Restate the records in their entirety, word for word.

*** EXERCISE INPUTS Section Begins ***

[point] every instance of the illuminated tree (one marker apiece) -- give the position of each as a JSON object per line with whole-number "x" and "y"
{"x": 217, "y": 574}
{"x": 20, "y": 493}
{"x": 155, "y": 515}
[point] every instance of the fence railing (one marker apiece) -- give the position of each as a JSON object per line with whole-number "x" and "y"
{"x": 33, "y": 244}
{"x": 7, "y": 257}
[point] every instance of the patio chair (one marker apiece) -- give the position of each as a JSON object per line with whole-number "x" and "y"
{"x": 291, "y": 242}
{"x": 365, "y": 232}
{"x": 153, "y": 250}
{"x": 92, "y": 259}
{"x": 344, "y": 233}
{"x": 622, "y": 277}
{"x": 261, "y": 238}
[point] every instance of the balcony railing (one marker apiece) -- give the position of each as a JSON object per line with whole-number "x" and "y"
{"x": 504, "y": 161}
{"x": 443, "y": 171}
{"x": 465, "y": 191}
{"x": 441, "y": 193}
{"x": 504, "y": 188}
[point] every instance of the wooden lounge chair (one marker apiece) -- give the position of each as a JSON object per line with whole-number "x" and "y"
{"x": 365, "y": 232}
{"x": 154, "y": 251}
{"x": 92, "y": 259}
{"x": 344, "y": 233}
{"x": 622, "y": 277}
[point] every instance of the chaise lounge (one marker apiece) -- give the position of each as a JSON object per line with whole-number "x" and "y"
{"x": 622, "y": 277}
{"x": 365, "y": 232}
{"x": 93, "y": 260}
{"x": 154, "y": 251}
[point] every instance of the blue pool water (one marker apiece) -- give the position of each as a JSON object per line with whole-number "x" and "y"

*** EXERCISE INPUTS Section Ends ***

OUTPUT BELOW:
[point] every instance of the illuminated tree (one marker apiece) -- give the position of each as a JSON object per line with whole-number "x" and "y"
{"x": 217, "y": 574}
{"x": 20, "y": 493}
{"x": 155, "y": 515}
[point] every instance of the fence railing (one marker apiece) -- give the position of each as a JSON object per line with whole-number "x" and "y"
{"x": 33, "y": 244}
{"x": 7, "y": 257}
[point] every instance of the patio chair (one marker apiece) -- give the position of each as a JSON object per line with whole-number "x" and "y"
{"x": 291, "y": 242}
{"x": 365, "y": 232}
{"x": 153, "y": 250}
{"x": 92, "y": 259}
{"x": 344, "y": 233}
{"x": 622, "y": 277}
{"x": 261, "y": 238}
[point] every instance of the balcony railing (one marker apiece) -- give the position of each as a JSON object per line with whole-number "x" and "y"
{"x": 504, "y": 161}
{"x": 443, "y": 171}
{"x": 465, "y": 191}
{"x": 441, "y": 193}
{"x": 504, "y": 188}
[point] every instance of the wooden lounge chair (one marker apiece) -- give the position of each as a JSON object per line with whole-number "x" and "y"
{"x": 365, "y": 232}
{"x": 154, "y": 251}
{"x": 92, "y": 259}
{"x": 344, "y": 233}
{"x": 622, "y": 277}
[point] every instance of the chaise lounge (one marker apiece) -- give the position of each as a JSON object per line with whole-number "x" and "y"
{"x": 622, "y": 277}
{"x": 365, "y": 232}
{"x": 93, "y": 260}
{"x": 154, "y": 251}
[point] every instance of the blue pool water (one marker apiece) -- give the position of each as a JSON object per line with whole-number "x" and "y"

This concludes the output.